= What the exercise asks =
Print the first line of the records below and every line after it, up to and including the line with "Target: fisherman wading". Print nothing else.

= Input data =
- - - - -
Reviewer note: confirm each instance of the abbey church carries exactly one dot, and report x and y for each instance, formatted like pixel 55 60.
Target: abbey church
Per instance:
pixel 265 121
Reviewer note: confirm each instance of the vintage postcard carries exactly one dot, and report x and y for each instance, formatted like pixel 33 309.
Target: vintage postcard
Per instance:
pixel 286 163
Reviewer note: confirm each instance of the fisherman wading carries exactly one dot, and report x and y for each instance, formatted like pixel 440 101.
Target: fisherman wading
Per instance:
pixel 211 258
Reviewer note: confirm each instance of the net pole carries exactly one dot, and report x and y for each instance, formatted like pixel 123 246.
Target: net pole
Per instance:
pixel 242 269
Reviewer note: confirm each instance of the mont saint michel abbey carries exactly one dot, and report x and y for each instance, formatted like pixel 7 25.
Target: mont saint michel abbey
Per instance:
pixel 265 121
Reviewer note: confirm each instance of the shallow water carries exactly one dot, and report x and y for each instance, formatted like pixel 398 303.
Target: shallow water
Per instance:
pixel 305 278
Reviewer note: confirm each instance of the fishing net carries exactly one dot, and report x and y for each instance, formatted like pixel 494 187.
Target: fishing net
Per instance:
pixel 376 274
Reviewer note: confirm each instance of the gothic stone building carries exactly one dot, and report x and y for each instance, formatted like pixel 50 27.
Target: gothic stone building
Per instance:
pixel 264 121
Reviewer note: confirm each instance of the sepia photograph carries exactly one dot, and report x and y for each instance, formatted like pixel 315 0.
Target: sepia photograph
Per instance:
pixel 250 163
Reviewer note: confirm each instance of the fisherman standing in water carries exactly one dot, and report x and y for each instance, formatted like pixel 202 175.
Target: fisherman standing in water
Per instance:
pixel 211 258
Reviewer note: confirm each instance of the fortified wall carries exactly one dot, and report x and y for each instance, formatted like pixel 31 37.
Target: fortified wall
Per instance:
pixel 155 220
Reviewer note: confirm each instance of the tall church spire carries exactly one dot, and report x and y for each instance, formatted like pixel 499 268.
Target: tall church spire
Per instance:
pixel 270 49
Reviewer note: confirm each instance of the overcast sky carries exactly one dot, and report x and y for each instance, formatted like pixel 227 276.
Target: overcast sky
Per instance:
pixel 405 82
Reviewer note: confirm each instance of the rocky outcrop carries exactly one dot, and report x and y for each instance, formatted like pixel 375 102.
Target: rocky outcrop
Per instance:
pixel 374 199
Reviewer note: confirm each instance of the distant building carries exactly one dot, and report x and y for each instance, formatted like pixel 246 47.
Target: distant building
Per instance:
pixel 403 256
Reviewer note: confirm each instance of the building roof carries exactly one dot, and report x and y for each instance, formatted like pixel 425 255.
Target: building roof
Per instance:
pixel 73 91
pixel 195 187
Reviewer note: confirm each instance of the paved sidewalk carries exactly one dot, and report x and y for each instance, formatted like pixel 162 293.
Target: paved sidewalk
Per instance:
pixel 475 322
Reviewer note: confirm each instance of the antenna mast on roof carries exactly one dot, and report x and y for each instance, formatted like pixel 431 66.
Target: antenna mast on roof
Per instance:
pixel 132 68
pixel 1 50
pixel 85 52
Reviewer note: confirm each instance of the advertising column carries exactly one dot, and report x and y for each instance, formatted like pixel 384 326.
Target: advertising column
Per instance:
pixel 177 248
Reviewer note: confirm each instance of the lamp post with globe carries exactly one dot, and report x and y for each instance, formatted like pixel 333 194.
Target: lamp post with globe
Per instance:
- - - - -
= Expected output =
Reviewer note: confirm each instance of the abbey church carries exactly one dot, and report x and y for each instance, formatted like pixel 55 60.
Target: abbey church
Per instance:
pixel 265 121
Reviewer note: confirm each instance of the vintage postcard carries exactly one dot, and report x and y for each instance, formatted like pixel 33 309.
Target: vintage postcard
Per instance:
pixel 286 163
Reviewer note: confirm each instance of the fisherman wading carries exactly one dot, and report x and y for each instance, formatted like pixel 440 101.
Target: fisherman wading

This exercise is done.